■ **Given task 1**: In the lathe advice on turning the alignment pins, what total length is given for the taper?
■ **Given task 2**: Please carry the lathe advice on turning the alignment pins forward from its final sentence.

---- Selection

1. Std ie normal threads will not locate the part well in TIR. Wobbly.
2. Std threads will not make the part align with the lathe z axis. The part end will not be concentric with the centerline.
3. I feel You will not be able to make 6 parts, of 8 mm D, with a thread of 6 mm and some length for taper, anywhere near accurately.
The part will be very wobbly, as it is extremely long in length/D, for 6 pieces.

It *could* be done.. again imho..
+using a female taper dead center to support the end, improving concentricity to 0.01 mm or so, for one piece, 1 of 6.
+using high precision threads. These will not screw on to normal parts.
Normal dies will be useless. Need to single point the thread or to make a very accurate die.
+using a travelling steady for each part, along with the very accurate threads.

I would suggest turning between centers, one part at a time.
1.
Chop em all off, overlong.
Make a simple fixture, with 2 points, and one end a sliding fit. A drill rod bit, hardened, in a drilled/bored/reamed hole. 10 min job.
A single hammer punch, at one end, and both ends have a divot for turning between centers.
5 secs per piece.

2.
Now..
Turn them between centers, and the threads will be concentric, the tapers will be concentric, etc.
If you need speed and the threads are less important, you can use a die to either start/help or finish the threads, if your lathe cannot make the thread fast enough in passes/work hours/cycle time.
2.1
Alternatively hold them in collets, and part off the HS end against a fixed temp. stop you clamped to the bed, so the rod does not bend.
2.2
Alternatively/optionally part off the TS end against a fixed steady.

Look at turret lathe videos for inspiration.
Some examples by "feel".
A manual turret lathe might take 5-8 secs, per op, for 4-5 ops to drop off finished parts of great accuracy in perhaps 40 secs total cycle time.
The threading would be 1 op, using a box tool.
These are available for about 100€ nos/used/clones, on ebay.

A modern cnc tool like a high speed production lathe (swiss ie sliding bushing), 2-8 secs per part
high speed cnc lathe - 5x3=15 secs, using 2 tools at once
rotary transfer or multi-spindle, 1 sec per part.
 
Maybe some more info regarding the end use.
Total length of the taper will be 15mm
They will be fixed in place with a nut into a slightly oversized hole so they can be moved into the correct position then fixed.
The purpose is to make three pins to engage in holes to ensure alignment of two modules (tubes of my giant binocular) so they always align the same way everytime (some very minute variation allowed) then the tubes can be locked in place with three screws.

--------
---- Dataset excerpts

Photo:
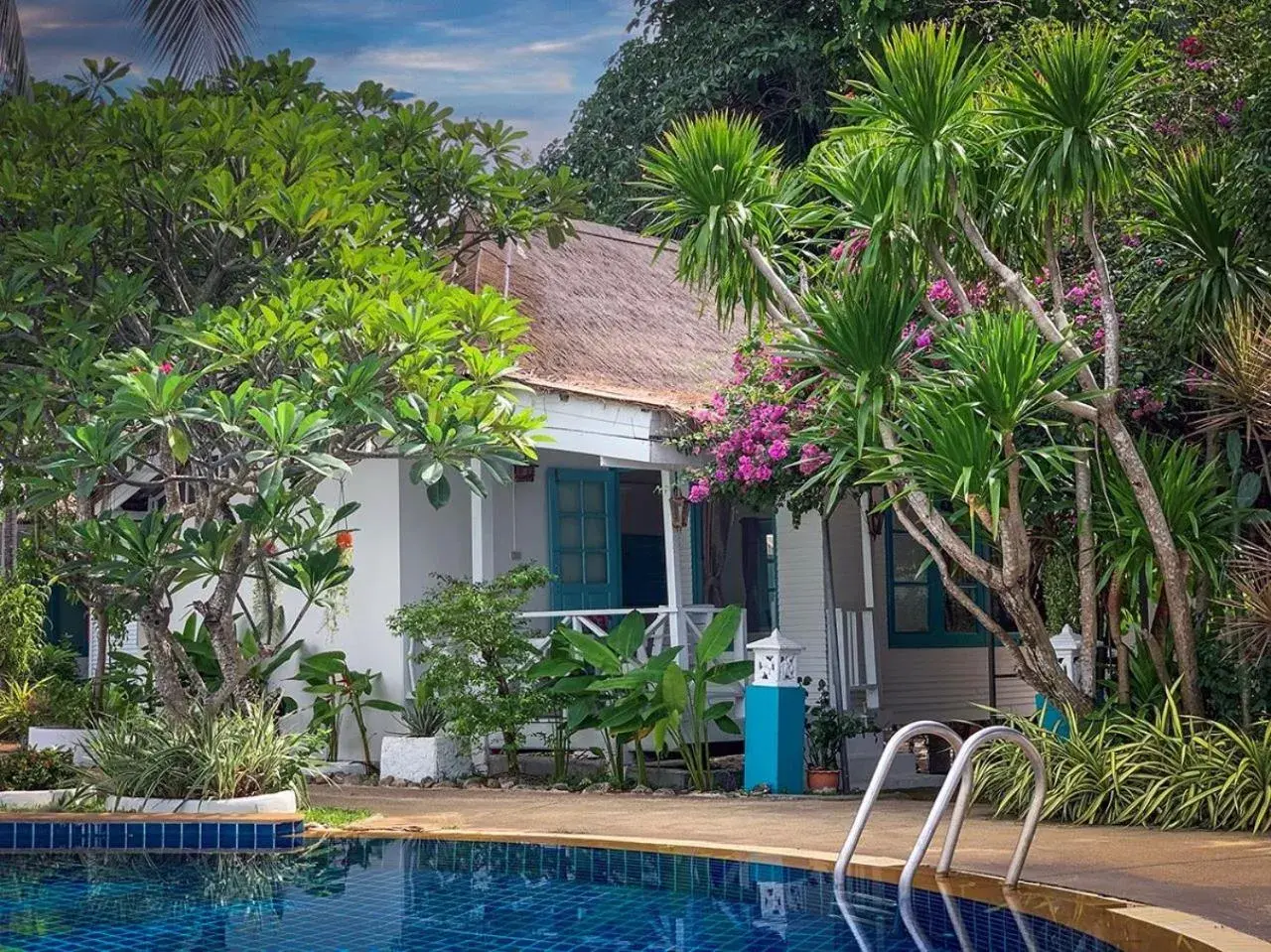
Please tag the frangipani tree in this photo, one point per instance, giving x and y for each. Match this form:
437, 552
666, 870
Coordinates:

--------
---- Dataset excerpts

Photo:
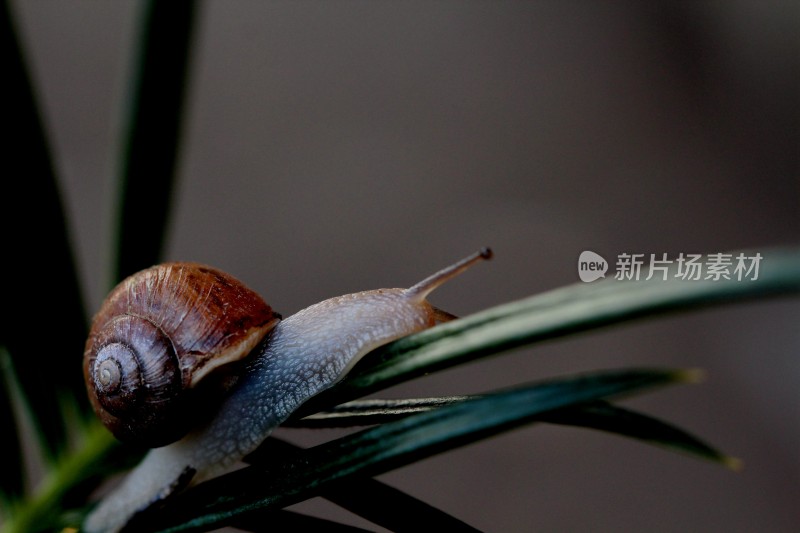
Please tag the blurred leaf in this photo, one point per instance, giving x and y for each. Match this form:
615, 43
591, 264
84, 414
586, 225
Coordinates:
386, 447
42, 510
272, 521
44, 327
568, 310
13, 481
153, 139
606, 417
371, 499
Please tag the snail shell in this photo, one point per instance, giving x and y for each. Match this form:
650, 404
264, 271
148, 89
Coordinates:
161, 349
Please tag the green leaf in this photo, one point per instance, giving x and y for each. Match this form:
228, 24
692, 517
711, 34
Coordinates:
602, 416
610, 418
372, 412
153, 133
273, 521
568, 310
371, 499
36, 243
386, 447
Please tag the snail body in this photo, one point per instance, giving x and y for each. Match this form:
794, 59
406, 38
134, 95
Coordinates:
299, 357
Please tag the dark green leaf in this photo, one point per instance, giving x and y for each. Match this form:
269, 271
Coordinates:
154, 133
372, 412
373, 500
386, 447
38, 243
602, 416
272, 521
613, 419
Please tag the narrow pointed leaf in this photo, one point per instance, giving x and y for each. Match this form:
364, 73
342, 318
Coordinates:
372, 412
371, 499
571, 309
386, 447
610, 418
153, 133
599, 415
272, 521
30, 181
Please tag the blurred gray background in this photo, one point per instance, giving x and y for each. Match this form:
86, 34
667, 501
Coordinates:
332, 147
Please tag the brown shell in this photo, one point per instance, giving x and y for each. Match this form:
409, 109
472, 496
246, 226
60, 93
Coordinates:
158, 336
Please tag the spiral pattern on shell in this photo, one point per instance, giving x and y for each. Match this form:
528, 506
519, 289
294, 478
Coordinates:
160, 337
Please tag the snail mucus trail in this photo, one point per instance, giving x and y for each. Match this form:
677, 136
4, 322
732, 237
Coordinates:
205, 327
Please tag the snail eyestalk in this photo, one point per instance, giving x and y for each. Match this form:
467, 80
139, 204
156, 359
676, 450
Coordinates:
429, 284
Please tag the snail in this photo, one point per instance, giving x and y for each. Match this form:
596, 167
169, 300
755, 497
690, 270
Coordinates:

--------
---- Dataset excerpts

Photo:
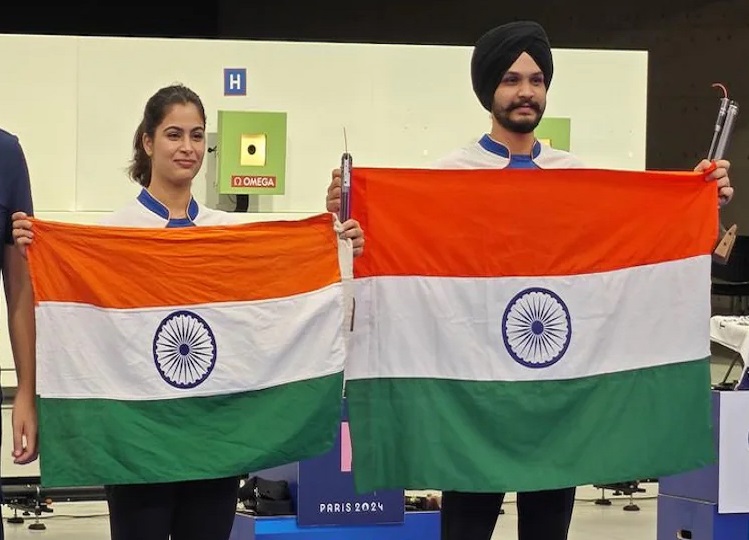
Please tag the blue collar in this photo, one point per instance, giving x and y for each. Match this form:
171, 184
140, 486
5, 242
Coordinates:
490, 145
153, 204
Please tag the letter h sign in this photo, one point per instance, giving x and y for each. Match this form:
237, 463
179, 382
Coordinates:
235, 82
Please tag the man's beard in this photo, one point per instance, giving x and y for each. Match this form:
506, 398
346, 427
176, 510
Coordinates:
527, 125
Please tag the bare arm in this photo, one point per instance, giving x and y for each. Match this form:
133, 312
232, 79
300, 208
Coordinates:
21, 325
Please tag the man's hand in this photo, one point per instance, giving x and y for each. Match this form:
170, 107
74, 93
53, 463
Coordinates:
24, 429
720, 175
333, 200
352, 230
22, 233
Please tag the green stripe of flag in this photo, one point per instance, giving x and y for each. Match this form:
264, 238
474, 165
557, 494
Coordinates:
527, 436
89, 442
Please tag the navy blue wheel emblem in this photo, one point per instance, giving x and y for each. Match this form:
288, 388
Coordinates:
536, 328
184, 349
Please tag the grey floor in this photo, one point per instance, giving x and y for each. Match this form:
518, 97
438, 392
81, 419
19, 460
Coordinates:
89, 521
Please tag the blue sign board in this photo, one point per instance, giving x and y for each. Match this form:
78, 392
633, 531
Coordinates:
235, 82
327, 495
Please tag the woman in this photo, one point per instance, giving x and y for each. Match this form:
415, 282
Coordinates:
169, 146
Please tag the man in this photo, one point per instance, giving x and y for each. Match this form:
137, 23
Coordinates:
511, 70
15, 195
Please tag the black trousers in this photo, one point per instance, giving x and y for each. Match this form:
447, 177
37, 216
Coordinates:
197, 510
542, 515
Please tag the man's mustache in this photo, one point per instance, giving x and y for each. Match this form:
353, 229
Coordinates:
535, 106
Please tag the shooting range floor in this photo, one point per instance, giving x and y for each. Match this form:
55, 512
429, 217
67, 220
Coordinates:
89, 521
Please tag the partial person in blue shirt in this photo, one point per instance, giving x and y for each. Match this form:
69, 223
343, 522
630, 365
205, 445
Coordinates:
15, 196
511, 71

--------

■ **Right answer 1**: 15 mm

■ **Right answer 2**:
 
There is still some missing information, What is the OAL? What is the taper angle? What are the tolerances for "identical" parts? a detailed drawing would be helpful in determining the best strategy.

Swiss screw machines work well for this type of part.

At the very least, I wouls single point the threads. At least to get a good concentric start and then finish with a die A lot also depends upon the equipment. How much TIR do you have in your collet chuck? At the chuck haws and asome distance out, say 4"?
 
I think your method will work, in particular because you are using a slightly oversized thread mounting hole and then locking the taper pins in place for final alignment. The step shoulder to the thread will set the perpendicular angle, the threaded portion is only used as a retainer not alignment. When cutting the taper, the shoulder will also set the perpendicular angle given that there is a little wiggle room in the threads. As long as the step shoulder is perpendicular, they should be fine. You could cut the taper to a portion of the pin so the final alignment is set by the dowel portion and the receptacle portion is round hole. Probably use something like a 0.001" clearance between the hole and the pin.

You do get some deflection of the parts when holding it only by a 6mm thread, and as others have noted if cutting a full thread with a die there will be some tolerances issues. Wehn possible I use a CNC extended point live center to secure the end furthest from the collet. Normally I cut around 90-95% of threads doing single point and then the finishing thread with an adjustable die sized to the tolerance I need. This can be more difficult for many individuals since metric threads usually require the half-nut needs to remain engaged through this process. I do not see that single point threading is necessary in this case.

If you had the ability to do very precise drilling for the male to female alignment holes, you could recess the shoulder or have a full dimensional base of the taper pin pressed into the piece they mount too, similar to your typical alignment pins.
 
I really like the idea of using the straight shank after the taper to finalise the alignment so I think I will go that way thanks.
Now I can cut the taper, chuck up the straight part then cut the thread.
Next job to model this in 3d so I can get the actual dimensions.
Thanks everyone, most helpful.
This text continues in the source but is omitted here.